* START Text extract *
Unix started being developed 50 years ago, maybe more than 50 years ago.

Can you tell the story, like you describe in your new book, of how Unix was created?

Ha, if I can remember that far back, it was some while ago.

So I think the gist of it is that at Bell Labs In 1969, there were a group of people who had just finished working on the Multics project, which was itself a follow-on to CTSS.

So we can go back sort of an infinite regress in time, but the CTSS was a very, very, very nice time-sharing system.

I actually used it as that summer I spent in Cambridge in 1966.

So CTSS looked like kind of like a standard time-sharing system.

Certainly at the time, it was the only time-sharing.

In the beginning was the word and the word was the sound.

If we go back into, let's call it the 1950s and early 1960s, most computing was done on very big computers, physically big, although not terribly powerful by today's standards, that were maintained in very large rooms.

And you use things like punch cards to write your programs on and talk to them.

So you would take a deck of cards, write your program on it, send it over a counter, hand it to an operator.
* END Text extract *
Continue the interview about the origins of Unix, starting right after its final sentence about handing a deck of cards to an operator.
* START Recorded information *
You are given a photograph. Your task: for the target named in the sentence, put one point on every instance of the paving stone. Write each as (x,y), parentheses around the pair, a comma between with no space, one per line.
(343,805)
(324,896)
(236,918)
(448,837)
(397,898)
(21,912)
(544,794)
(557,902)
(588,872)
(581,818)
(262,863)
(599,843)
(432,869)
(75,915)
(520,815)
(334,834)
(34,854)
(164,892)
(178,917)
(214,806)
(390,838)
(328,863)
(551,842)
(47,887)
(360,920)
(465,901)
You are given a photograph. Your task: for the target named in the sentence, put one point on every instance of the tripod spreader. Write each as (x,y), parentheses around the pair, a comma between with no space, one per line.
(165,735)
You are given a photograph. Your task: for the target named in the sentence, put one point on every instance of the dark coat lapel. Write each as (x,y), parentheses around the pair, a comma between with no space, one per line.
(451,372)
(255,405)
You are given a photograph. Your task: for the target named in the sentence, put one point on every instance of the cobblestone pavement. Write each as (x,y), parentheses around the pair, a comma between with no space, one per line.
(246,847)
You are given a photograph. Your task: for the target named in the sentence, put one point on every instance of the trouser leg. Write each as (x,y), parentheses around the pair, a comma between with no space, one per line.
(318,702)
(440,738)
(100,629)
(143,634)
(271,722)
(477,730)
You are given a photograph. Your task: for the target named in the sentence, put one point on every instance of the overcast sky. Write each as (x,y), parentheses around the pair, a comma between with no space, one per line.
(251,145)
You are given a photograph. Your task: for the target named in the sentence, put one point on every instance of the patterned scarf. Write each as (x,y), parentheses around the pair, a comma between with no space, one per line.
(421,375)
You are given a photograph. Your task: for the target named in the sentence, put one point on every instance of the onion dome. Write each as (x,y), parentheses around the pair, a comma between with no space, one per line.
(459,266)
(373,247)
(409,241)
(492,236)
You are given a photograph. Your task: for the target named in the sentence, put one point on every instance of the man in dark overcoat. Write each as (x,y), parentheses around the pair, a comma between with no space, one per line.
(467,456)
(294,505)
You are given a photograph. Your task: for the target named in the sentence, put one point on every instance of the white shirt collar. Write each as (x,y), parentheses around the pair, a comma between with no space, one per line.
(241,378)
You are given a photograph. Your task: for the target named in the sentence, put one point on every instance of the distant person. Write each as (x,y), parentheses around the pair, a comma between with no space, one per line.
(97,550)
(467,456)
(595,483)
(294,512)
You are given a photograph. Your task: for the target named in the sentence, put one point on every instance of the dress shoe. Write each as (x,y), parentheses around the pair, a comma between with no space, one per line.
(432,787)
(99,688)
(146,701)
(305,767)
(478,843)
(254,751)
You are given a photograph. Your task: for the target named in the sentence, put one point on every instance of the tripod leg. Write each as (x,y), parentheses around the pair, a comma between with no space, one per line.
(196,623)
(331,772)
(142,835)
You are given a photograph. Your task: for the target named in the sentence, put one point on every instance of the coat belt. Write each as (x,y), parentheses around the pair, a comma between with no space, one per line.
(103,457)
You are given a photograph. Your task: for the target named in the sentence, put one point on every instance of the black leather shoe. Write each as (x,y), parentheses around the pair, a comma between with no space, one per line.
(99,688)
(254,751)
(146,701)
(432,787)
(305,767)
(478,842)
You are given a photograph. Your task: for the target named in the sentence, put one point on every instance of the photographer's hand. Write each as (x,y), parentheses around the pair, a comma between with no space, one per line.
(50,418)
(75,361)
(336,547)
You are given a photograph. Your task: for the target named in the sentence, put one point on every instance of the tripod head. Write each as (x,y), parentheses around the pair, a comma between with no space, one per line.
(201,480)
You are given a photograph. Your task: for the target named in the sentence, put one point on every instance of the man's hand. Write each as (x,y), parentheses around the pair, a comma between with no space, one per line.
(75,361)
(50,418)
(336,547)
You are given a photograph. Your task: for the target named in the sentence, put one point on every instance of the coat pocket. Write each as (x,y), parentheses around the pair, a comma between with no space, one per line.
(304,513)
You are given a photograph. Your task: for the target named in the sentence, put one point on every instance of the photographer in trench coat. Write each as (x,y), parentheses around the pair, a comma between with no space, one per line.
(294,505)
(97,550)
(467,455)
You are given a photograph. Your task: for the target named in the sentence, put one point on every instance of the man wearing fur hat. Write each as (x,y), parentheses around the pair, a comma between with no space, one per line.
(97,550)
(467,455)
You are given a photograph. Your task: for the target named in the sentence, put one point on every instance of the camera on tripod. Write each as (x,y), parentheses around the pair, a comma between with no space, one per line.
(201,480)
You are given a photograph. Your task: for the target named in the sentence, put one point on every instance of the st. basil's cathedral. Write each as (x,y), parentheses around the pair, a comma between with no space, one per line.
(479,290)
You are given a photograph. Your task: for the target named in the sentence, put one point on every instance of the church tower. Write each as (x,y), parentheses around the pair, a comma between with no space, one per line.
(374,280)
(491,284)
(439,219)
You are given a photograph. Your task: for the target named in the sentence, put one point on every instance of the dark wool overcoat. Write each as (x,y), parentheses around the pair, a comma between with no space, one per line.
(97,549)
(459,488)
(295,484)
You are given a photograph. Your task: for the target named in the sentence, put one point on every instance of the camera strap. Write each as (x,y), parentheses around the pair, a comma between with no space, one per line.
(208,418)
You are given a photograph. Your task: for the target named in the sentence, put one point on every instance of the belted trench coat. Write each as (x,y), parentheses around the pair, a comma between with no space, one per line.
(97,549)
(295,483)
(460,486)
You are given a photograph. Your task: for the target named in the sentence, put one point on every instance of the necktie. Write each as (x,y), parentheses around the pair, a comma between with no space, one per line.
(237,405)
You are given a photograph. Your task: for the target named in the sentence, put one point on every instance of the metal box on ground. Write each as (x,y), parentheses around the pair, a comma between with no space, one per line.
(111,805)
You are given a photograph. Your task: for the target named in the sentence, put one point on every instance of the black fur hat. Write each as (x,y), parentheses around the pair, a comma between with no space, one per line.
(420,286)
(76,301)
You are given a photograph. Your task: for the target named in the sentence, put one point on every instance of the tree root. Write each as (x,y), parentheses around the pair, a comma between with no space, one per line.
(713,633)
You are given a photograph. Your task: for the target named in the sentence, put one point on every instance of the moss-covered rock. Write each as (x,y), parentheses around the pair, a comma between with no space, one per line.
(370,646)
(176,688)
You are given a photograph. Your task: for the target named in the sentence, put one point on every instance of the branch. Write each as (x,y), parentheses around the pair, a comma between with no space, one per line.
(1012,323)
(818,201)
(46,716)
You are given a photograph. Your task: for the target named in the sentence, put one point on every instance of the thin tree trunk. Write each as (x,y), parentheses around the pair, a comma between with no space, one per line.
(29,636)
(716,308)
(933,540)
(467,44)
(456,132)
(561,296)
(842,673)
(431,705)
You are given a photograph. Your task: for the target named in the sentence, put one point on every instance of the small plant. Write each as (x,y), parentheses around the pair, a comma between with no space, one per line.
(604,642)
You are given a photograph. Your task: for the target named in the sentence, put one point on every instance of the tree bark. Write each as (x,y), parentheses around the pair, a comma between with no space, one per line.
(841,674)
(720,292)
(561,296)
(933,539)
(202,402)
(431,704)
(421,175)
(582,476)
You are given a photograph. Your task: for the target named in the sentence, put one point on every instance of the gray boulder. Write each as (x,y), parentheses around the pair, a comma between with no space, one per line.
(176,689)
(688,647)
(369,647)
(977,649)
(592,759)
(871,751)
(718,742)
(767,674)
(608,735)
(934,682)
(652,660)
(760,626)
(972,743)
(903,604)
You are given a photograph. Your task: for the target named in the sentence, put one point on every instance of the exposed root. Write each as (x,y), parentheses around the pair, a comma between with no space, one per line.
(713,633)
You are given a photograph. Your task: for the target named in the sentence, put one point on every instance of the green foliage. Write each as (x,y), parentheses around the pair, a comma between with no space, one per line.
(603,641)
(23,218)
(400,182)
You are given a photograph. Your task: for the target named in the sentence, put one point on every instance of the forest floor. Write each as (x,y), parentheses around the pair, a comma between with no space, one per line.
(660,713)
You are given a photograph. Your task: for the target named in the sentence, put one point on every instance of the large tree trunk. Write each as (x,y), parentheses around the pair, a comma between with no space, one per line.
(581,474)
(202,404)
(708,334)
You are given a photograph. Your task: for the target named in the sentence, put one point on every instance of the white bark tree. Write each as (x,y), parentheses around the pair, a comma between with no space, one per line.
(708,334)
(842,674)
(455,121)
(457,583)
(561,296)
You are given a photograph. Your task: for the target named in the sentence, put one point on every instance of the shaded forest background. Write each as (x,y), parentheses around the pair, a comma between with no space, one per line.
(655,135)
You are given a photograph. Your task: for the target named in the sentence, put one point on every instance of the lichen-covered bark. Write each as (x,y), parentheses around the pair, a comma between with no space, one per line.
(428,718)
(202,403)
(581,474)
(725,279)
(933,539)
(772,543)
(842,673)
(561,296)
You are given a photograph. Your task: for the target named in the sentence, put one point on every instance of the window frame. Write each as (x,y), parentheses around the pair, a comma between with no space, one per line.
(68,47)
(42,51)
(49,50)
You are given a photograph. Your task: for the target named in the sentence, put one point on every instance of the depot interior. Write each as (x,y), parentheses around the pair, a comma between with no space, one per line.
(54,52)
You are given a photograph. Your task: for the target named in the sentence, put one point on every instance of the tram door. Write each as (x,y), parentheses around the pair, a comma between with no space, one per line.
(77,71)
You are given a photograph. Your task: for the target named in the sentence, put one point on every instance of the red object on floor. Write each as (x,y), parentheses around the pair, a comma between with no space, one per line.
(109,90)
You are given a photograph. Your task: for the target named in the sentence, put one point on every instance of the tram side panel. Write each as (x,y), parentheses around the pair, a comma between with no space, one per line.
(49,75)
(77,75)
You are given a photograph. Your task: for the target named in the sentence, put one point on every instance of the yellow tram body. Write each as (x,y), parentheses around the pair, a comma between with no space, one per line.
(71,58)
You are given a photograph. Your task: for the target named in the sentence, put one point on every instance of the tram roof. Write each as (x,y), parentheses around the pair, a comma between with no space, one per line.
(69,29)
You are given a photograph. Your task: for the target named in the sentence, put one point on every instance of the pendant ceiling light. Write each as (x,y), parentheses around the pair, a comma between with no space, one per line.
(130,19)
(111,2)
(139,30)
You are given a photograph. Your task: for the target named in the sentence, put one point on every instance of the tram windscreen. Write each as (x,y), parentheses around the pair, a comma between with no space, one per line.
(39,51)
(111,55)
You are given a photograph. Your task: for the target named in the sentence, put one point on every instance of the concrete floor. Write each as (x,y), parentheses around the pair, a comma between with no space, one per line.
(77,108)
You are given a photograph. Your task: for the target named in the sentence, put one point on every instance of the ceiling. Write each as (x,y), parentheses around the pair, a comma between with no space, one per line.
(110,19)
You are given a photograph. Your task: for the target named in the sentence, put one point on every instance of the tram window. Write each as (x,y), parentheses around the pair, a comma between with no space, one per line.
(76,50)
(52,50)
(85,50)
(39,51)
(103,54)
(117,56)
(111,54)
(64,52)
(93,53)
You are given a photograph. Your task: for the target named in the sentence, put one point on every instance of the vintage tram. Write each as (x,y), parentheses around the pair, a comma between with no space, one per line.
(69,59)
* END Recorded information *
Task result:
And some while later back would come something that said, Oh, you made a mistake.

So the idea of time-sharing was that you take basically that same computer, but connect to it with something that looked like an electric typewriter.

That could be a long distance away, it could be close, but fundamentally what the operating system did was to give each person who was connected to it and wanting to do something a small slice of time to do a particular job.

So I might be editing a file, so I would be typing.

And every time I hit a keystroke, the operating system would wake up and said, oh, he typed character, let me remember that.

And then he'd go back to doing something else.

So it'd be going around and around a group of people who were trying to get something done, giving each a small slice of time and giving them each the illusion that they pretty much had the whole machine to themselves.

And hence, time sharing, that is sharing the computing time resource of the computer among a number of people who were doing it.

Without the individual people being aware that there's others, in a sense, the illusion, the feelings that the machine is your own.

Yes, you had, if it were well done, and if it were fast enough and other people weren't doing too much, you did have the illusion that you had the whole machine to yourself.

And it was very much better than the punch card model.

And so CTSS, the compatible time-sharing system, was I think arguably the first of these.

It was done, I guess, technically in 64, something like that.

It ran on an IBM 7094, slightly modified to have twice as much memory as the norm.

It had 2 banks of 32K words instead of 1.

Each word was 36 bits, so call it, you know, about 150 kilobytes times 2.

So, by today's standards, that's down in the noise.

But at the time, that was a lot of memory and memory was expensive.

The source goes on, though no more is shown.